What is our primary use case?
I am using Splunk Observability Cloud as a log-based monitoring tool for my databases. We have ingested our database logs and OS system logs into Splunk Observability Cloud and are creating dashboards and alerting features over those alerts. One of my major use cases is that all kinds of databases I am currently working with have database logs that capture all information, warnings, and error messages. These database logs are moving to Splunk Observability Cloud. The first use case is that I no longer need to maintain a long list of flat files on my server for all those logs. Those can be directly ingested into Splunk Observability Cloud. The benefit I am seeing from here is that I can get pattern-based analysis of what kind of errors I am commonly getting and what the date patterns of those errors are. I can get dashboards over that and I can also create alerts. I can also incorporate those alerts with some back-end Git workflow for automatic remediation. This is one of the solutions.
Another use case for Splunk Observability Cloud that we are seeing is that there are multiple times when there is a requirement to publish some kind of data. So instead of publishing an alert if those data breaches occur or if some kind of dashboard needs to be created, instead of sending data directly to the users, if that data is not PII, we are also ingesting that into Splunk Observability Cloud in a JSON format and then again, dashboards and other alerting can be created. These two are the main major use cases for which I am using Splunk Observability Cloud.
How has it helped my organization?
With the help of the alerting and observability mechanism, resiliency, and automatic automation of issue remediation based on alerts and workflows, it actually reduces the cost and increases the uptime of my system and customer satisfaction. There are multiple indirect benefits I am getting when using Splunk Observability Cloud.

Collection entries
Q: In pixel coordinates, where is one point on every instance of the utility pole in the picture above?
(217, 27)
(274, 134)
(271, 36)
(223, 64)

EXERCISES:
1. Name every kind of message that the database logs capture, according to the Splunk Observability Cloud text.
2. Answer these questions from the Splunk Observability Cloud text:
(a) Which two kinds of logs have been ingested into the tool?
(b) In what format is non-PII data ingested?
(c) What are alerts incorporated with for automatic remediation?
3. Carry the Splunk Observability Cloud text forward from its final sentence.

EXERCISE RESPONSES:
1. Information, warnings, and error messages.

2.
(a) Database logs and OS system logs.
(b) JSON.
(c) A back-end Git workflow.

3.
Currently, with the growth of the organization, I am seeing an increasing use of Splunk Observability Cloud in a more dynamic way. We are continuously creating new dashboards, ingesting logs in JSON, and trying to bring the best value out of it. I am seeing a dynamic and drastic increase in the use of Splunk logs and the Splunk data we are ingesting.
There are two aspects to expanding the usage. Organic growth of the environment actually puts new systems into Splunk Observability Cloud, and exploring new opportunities for what all can also be ingested into Splunk Observability Cloud. Previously, I can see that memory dumps are there. We are also looking at whether we can ingest memory dumps so that if the system is about to crash, those memory dumps can be captured into Splunk Observability Cloud so that it can create alerts over that and I can also perform analysis. I can also see if any other system is facing the same kind of memory dump issues. So that maybe it is one alert for one system for me, but for the complete farm, there may be different servers with different teams or business units facing the same issues. When I have Splunk Observability Cloud on all systems, I can actually create a consolidated report and see that this is the pattern which particular farms are having this kind of issues, and maybe something is broken. This is the way the plan is to increase the availability or the usage of Splunk Observability Cloud.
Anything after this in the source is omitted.